### SET EXERCISE
Write out the material exactly, leaving every picture behind.

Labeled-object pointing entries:
────────
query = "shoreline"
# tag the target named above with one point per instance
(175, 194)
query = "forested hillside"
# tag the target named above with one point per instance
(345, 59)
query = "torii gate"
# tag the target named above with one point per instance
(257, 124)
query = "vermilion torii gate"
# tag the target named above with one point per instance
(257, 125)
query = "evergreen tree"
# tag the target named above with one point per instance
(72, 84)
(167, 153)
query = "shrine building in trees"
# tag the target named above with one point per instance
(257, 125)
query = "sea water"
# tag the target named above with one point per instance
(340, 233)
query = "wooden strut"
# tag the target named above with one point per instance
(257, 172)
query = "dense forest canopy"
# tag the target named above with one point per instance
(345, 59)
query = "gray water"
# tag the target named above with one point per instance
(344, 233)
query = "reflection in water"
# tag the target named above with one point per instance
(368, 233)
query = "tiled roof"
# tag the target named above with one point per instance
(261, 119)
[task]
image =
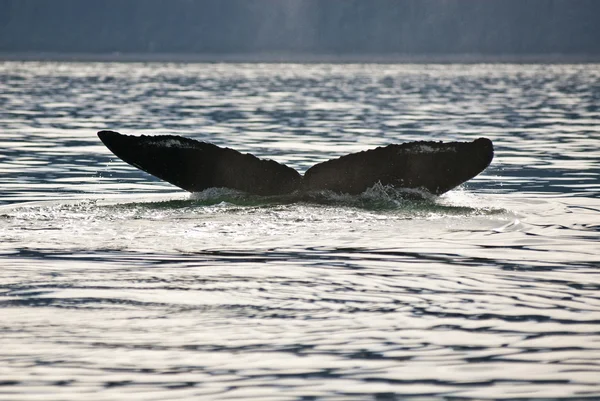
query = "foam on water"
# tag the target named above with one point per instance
(114, 284)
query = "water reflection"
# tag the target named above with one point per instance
(113, 282)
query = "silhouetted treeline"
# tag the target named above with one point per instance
(487, 27)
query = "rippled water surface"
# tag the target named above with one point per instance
(114, 284)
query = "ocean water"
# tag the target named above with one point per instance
(116, 285)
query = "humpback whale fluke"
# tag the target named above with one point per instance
(192, 165)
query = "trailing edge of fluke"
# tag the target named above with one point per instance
(435, 167)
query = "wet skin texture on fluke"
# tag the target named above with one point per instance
(436, 167)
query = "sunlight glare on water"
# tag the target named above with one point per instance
(115, 284)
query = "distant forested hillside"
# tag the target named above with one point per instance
(487, 27)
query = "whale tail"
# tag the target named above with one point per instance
(196, 166)
(192, 165)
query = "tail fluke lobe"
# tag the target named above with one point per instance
(195, 166)
(436, 167)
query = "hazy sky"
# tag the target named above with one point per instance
(339, 27)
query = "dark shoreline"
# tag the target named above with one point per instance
(302, 58)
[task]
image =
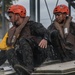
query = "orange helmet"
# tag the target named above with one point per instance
(61, 8)
(17, 9)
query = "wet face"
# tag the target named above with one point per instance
(60, 17)
(14, 18)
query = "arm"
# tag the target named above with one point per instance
(41, 31)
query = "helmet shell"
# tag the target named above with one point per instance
(17, 9)
(62, 9)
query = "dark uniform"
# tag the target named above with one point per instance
(26, 51)
(63, 50)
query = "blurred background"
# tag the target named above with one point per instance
(38, 10)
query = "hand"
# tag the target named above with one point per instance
(43, 43)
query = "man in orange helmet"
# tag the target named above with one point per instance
(62, 34)
(28, 41)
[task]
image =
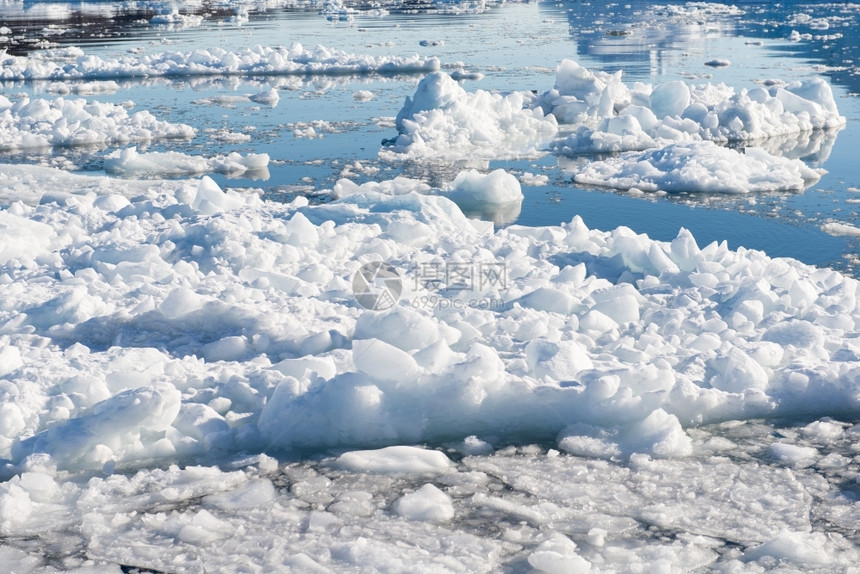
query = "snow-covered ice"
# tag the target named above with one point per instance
(75, 63)
(41, 123)
(129, 162)
(589, 111)
(700, 166)
(157, 321)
────────
### FINAL RESULT
query = "shoreline"
# tag the target named above with one point per instance
(175, 194)
query = "forested hillside"
# tag the target named above with one point per instance
(345, 59)
query = "torii gate"
# tag the target named above with one point per instance
(257, 124)
query = "vermilion torii gate"
# tag the target named above with one point per instance
(257, 125)
query = "evergreen tree"
# tag the target named above with one point per instance
(72, 84)
(167, 153)
query = "shrine building in trees"
# tag the target named above with one point per instance
(257, 125)
query = "sea water"
# tag the target named above with one point per instance
(340, 233)
query = "wooden strut"
# tag the target named above with one point per instance
(257, 172)
query = "dense forest canopy"
# tag the target named above with one point per instance
(345, 59)
query = "gray water"
# tag the target named above with one point per instance
(344, 233)
query = "reflection in water"
# tag the target named above with one point per instance
(368, 233)
query = "tiled roof"
# tag the target named above with one point per instance
(261, 119)
[task]
image =
query = "foam on water"
# tag the target named above with one point per instance
(114, 284)
query = "water reflection"
# tag the target named above with one point per instance
(113, 282)
query = "silhouetted treeline"
# tag the target named above with one point per instance
(487, 27)
query = "rippled water surface"
# tag the target named above with one point per instance
(114, 284)
query = "ocean water"
# tag the target named above with one point per instance
(116, 285)
query = "humpback whale fluke"
# tag the target named above with one point per instance
(192, 165)
query = "trailing edge of fluke"
# tag the target named above with one point per instance
(435, 167)
query = "wet skin texture on fluke"
# tag the target named above with one point per instance
(436, 167)
query = "sunlight glare on water"
# tag the target named above with one point per instance
(115, 284)
query = "distant forested hillside"
# tag the target named above with one point per instance
(487, 27)
query = "whale tail"
# tag the target named above with one point per instance
(196, 166)
(192, 165)
query = "tail fluke lobe"
# tag the target named above with one point per instance
(195, 166)
(436, 167)
query = "hazy sky"
# tag the target named above with one point per instance
(339, 27)
query = "dark shoreline"
# tag the target named above with one point per instance
(302, 58)
[task]
image =
query = "orange helmet"
# tag the target named above with one point per instance
(61, 8)
(17, 9)
query = "wet face"
# tag the target named above with one point per instance
(60, 17)
(14, 18)
query = "arm"
# tag the target named above with one point per instance
(41, 31)
query = "helmet shell"
# tag the target named above with one point per instance
(17, 9)
(62, 9)
query = "dark uniform"
# tag the target named above with one point per instance
(26, 51)
(63, 50)
query = "blurred background"
# tag the target named above with one point per instance
(38, 10)
query = "hand"
# tag the target named above with one point per instance
(43, 43)
query = "man in orange helmet"
# tag the target named above with one point per instance
(62, 34)
(28, 41)
[task]
image =
query = "snow-covered ice"
# tag the target named above with one point per instance
(75, 63)
(41, 123)
(129, 162)
(589, 111)
(700, 166)
(157, 321)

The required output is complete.